**Exercise details:**
Pull out each line of the records that contains the string "winter", matching case exactly.

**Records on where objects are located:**
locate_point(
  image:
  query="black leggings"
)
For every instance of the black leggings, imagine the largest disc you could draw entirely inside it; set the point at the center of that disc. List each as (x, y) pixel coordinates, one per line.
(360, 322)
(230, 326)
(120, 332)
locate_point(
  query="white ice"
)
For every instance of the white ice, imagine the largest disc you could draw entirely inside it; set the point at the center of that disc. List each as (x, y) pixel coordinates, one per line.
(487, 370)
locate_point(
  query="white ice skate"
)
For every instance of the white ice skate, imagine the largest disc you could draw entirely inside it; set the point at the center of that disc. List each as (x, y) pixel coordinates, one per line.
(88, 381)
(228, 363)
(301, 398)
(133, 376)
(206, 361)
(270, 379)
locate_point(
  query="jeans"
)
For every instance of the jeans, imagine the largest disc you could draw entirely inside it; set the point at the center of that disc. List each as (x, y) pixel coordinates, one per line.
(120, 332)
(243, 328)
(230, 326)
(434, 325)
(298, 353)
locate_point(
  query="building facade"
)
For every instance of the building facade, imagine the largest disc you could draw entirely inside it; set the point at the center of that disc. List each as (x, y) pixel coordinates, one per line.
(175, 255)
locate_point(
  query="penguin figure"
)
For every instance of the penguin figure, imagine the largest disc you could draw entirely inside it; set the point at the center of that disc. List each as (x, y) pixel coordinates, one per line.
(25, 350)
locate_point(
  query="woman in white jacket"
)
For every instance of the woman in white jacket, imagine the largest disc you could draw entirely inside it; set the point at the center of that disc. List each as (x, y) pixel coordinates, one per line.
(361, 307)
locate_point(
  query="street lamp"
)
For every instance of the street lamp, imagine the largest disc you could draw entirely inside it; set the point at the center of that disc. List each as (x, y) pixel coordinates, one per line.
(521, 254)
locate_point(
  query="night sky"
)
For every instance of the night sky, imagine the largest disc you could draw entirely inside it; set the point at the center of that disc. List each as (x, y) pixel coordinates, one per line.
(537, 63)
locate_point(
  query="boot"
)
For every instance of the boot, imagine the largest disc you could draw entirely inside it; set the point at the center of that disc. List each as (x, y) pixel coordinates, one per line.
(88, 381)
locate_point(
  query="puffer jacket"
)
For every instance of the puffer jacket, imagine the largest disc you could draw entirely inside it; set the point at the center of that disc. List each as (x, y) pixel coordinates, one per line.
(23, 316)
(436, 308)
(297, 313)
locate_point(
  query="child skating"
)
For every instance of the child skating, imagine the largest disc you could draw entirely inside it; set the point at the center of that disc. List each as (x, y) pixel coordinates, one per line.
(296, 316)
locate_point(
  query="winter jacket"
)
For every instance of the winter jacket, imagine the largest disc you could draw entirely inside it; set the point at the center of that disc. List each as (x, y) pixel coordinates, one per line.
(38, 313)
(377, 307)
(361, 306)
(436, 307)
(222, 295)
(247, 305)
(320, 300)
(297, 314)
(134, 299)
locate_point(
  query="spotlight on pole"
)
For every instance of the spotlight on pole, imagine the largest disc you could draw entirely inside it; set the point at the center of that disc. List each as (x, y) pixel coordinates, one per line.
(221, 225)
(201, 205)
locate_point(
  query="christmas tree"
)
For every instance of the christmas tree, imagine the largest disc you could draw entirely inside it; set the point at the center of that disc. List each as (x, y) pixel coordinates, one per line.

**Exercise result:**
  query="winter jacket"
For every instance of the winter jacket, imagine the largest disc you could draw entirely inside it; set the point at the center of that disc. List each as (x, y) pixel coordinates, one per line.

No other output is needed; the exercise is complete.